ARTICLE =>
★ ★ ★

REMEMBRANCES

 

By Russ Jensen

Every once in a while I start thinking of my early association with pinball and remember little things, such as games I used to play and the environments in which they were located. I have decided to share some of these "remembrances" with you to give you some insight into "where I came from" when it comes to pingames, at least as far as my childhood was concerned.

FIRST PINBALL

As far as I can remember, the first pinball machine I ever played was located in the Eagles Lodge hall on Broadway in Glendale, California. I was about 8 years old and once a week my mother took me for violin lessons in Glendale. At some point in time the location of these lessons was moved from a downtown building to the Eagles Lodge hall. The lessons were given in one hour classes, and if you arrived early you had to wait in the "lobby" until the previous class was finished.

While waiting in the lobby I noticed two interesting machines there. One was a large console slot machine, and the other a pinball game which had a picture of a street intersection on the backglass. I remember on several occasions asking my mother for a nickel and playing this machine.

It fascinated me; especially the little cars which mysteriously appeared in the picture and advanced as the bumpers were hit; a form of "light animation" with which I was to become quite familiar in the future. I also remember the manufacturer's name of this game as being Genco.

Several years ago, when answering an ad in the newspaper, I found, and subsequently purchased, the game I had played at the Eagles Lodge. It turned out to be Genco's STOP AND GO from 1938; not to be confused with the game of the same name they put out in 1951. As soon as I saw the backglass of this game I knew it was the game I had played as a kid. The machine, however, had a repainted cabinet and I eventually traded it off after trying to restore the cabinet art myself. In a way, I wish I had kept this game as it was in very good shape, except for the cabinet art, and was an excellent example of early backglass "light animation".

★ ★ ★

Coordinate labeling data
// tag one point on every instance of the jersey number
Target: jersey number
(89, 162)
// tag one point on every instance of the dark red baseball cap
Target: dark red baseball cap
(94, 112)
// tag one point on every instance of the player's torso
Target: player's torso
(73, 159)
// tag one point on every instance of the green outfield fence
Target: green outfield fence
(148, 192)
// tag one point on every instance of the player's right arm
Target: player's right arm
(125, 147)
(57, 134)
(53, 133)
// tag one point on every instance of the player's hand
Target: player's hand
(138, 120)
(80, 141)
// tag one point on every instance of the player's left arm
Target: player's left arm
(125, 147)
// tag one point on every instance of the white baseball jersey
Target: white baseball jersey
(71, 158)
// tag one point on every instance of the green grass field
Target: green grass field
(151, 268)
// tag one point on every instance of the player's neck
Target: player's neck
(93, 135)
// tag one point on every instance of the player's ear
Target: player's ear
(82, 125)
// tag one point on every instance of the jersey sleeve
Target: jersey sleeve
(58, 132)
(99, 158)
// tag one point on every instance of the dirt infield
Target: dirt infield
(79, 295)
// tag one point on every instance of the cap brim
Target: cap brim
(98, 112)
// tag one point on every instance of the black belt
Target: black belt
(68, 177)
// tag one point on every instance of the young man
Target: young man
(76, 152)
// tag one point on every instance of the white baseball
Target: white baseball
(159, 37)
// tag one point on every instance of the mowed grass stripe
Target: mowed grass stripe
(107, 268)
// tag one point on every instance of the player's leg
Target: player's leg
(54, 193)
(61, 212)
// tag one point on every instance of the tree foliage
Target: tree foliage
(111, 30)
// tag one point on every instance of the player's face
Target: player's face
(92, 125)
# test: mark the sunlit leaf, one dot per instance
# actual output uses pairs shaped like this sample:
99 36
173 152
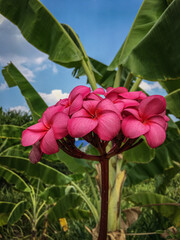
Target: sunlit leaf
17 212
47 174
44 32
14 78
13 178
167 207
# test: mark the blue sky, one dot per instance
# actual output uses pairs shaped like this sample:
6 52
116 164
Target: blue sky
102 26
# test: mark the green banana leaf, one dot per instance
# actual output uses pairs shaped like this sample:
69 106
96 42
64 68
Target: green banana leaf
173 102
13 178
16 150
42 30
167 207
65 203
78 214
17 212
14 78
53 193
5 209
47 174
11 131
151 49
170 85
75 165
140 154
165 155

★ ★ ★

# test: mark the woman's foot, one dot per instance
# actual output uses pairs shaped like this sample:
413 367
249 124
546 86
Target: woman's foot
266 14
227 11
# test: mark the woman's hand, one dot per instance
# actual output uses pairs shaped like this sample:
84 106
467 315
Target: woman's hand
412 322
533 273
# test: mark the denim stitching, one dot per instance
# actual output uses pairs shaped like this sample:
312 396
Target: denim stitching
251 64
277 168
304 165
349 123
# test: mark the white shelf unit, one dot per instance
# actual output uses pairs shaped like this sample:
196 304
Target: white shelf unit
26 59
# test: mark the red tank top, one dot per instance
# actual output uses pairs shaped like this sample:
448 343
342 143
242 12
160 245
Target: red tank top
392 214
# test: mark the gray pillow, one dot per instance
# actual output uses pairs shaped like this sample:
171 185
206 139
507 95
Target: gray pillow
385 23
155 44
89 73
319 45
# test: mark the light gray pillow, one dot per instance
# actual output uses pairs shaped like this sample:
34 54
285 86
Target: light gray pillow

★ ★ ★

COMPLETE THE FOLLOWING =>
a - Answer these questions using the pinball remembrances:
(i) In what building and city was the first pinball machine the writer ever played?
(ii) What scene was pictured on that game's backglass?
(iii) In what year was the game the writer later bought from a newspaper ad made?
b - Transcribe the passage of the pinball remembrances from "As far as I" up to and including "playing this machine.".

RESULTS =>
a -
(i) The Eagles Lodge hall on Broadway in Glendale, California.
(ii) A street intersection.
(iii) 1938.

b -
As far as I can remember, the first pinball machine I ever played was located in the Eagles Lodge hall on Broadway in Glendale, California. I was about 8 years old and once a week my mother took me for violin lessons in Glendale. At some point in time the location of these lessons was moved from a downtown building to the Eagles Lodge hall. The lessons were given in one hour classes, and if you arrived early you had to wait in the "lobby" until the previous class was finished.

While waiting in the lobby I noticed two interesting machines there. One was a large console slot machine, and the other a pinball game which had a picture of a street intersection on the backglass. I remember on several occasions asking my mother for a nickel and playing this machine.